Time management matrix as described in Merrill and Covey 1994 book "First Things First," showing "quadrant two" items that are important but not urgent and so require greater attention for effective time management (Photo credit: Wikipedia)

Not too long ago, when my adult son mentioned how busy his work and life have become,  my husband was reminded of an annual planning session he had attended at which a facilitator presented a workshop on how to organize your time. 

As my husband drew a diagram from that workshop, I realized that he was drawing time management guru Stephen Covey‘s famous matrix. 

 

Stephen Covey’s Matrix 

Stephen Covey groups the ways we spend our time into four quadrants:

 –1-important and urgent

–2-important and not urgent

–3-not important and urgent

–4-not important and not urgent

As my husband drew the diagram, he said, “The facilitator said you should attend immediately and with personal involvement to Quadrant I matters.” The facilitator’s words about urgent matters resonated with my husband because he always has more work than he can get done.  Everything is urgent.

 

Everything is urgent

In your life, as an academic, ABD, dissertator, professional writer—does that sound familiar? You’re grading papers, attending meetings, preparing classes or presentations, returning email, managing crises at home, and trying to keep up with all that keeps hitting you. As you rush frantically and lose sleep, you also try to engage in last-minute binge writing of your dissertation before the time you told your advisor you would be submitting your promised work.  

Not only had my husband remembered clearly what the facilitator said is assigned to Quadrant I– the urgent and important matters, but he also clearly remembered those matters in Quadrant IV.  The facilitator said that Quadrant IV contains matters that you could basically forget about or things headed for the “circular file.” In other contexts, Quadrant IV could include behaviors such as vegging out in front of the TV or hanging out at Facebook.

* [RECORDS FOR PROCESSING]
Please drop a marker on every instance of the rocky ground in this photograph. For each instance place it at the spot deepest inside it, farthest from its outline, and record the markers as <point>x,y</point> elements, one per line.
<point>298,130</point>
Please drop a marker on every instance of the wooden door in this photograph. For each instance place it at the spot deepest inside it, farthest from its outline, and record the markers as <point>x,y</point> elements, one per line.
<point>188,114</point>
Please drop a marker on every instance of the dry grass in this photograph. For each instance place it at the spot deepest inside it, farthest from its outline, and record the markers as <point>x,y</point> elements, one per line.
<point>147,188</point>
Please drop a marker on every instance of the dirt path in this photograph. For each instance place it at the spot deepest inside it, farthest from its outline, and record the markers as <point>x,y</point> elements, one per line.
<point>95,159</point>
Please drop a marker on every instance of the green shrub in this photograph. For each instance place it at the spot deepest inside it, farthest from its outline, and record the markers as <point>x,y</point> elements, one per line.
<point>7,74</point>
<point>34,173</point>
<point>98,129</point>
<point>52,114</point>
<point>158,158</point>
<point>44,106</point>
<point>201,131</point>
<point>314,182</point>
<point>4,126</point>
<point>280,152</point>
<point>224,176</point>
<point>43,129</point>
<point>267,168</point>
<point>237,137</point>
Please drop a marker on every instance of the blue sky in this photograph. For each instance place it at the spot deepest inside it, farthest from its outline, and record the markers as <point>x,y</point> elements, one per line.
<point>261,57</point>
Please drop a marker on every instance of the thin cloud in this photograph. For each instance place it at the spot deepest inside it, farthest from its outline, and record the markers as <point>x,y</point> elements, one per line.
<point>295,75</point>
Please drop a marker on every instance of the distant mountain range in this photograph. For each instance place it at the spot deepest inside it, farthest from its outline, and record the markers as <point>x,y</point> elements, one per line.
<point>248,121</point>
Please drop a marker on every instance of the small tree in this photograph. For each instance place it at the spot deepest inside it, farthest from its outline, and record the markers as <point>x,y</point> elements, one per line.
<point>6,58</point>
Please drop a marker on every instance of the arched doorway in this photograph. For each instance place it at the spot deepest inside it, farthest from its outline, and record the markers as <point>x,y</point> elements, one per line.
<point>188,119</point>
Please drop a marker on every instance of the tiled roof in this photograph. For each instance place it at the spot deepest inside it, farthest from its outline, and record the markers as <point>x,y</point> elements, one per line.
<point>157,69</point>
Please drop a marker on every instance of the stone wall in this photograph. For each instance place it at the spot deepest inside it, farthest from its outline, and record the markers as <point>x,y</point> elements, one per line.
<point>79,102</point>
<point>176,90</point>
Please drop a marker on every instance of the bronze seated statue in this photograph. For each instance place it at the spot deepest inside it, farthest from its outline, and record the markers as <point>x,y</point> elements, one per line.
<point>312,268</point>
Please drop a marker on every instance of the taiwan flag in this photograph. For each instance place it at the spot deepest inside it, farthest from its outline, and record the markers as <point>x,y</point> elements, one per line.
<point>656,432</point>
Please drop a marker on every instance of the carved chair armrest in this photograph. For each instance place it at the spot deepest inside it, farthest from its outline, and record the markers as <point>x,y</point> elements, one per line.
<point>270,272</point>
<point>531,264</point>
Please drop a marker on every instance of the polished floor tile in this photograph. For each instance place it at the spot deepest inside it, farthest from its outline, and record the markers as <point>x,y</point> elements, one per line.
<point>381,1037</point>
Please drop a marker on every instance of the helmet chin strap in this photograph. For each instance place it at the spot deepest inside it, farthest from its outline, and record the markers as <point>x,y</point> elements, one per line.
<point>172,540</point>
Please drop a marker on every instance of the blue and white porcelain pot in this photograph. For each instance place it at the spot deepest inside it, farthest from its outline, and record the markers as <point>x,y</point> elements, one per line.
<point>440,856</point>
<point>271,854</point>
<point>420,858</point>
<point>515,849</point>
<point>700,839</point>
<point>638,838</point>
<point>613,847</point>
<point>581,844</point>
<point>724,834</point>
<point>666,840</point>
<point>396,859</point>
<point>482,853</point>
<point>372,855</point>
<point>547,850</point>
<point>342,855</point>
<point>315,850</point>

* [DIRECTIONS]
1. Please swap "deepest" for "most central" in the entries starting at the line containing "Please drop a marker on every instance of the taiwan" and ending at the line containing "<point>381,1037</point>". Return only those lines, with nothing else changed.
2. Finish out the next part of the passage on Stephen Covey's time management matrix, starting right after its final sentence.

* [WRITTEN RESPONSES]
1.
Please drop a marker on every instance of the taiwan flag in this photograph. For each instance place it at the spot most central inside it, farthest from its outline, and record the markers as <point>x,y</point> elements, one per line.
<point>656,432</point>
Please drop a marker on every instance of the carved chair armrest in this photograph. For each instance place it at the spot most central inside it, farthest from its outline, and record the markers as <point>x,y</point> elements, one per line.
<point>270,272</point>
<point>531,264</point>
Please drop a marker on every instance of the polished floor tile in this photograph. For each instance place it at the spot most central inside it, farthest from its outline, and record the markers as <point>x,y</point> elements, one per line.
<point>381,1037</point>

2.
So that’s Quadrant I and IV.  What about Quadrant II?  Important but NOT urgent matters would go in Quadrant II. 

Not surprisingly, my husband said that had forgotten what the facilitator said specifically about Quadrants II.  That’s probably because my husband, like so many of us, has to focus on urgent matters. The stuff that never stops. 

 

What you need to meet your goals

What are the important matters contained in Quadrant II and why should we care?  Take a look at what matters are in Quadrant II:

–goal-setting

–planning

–building relationships

–exercising

–productivity

People who most often meet their goals do more planning, organizing, and anticipating. They work efficiently and productively, avoiding last-minute sprints in order to meet impending deadlines, and they honor goals of a healthy lifestyle and close relationships.

While you might be able to avoid some of the distractions and time-wasters of Quadrants III and IV, how do you ignore the unrelenting onslaught of urgent demands of Quadrant I so that you can spend more time with the important matters of Quadrant II?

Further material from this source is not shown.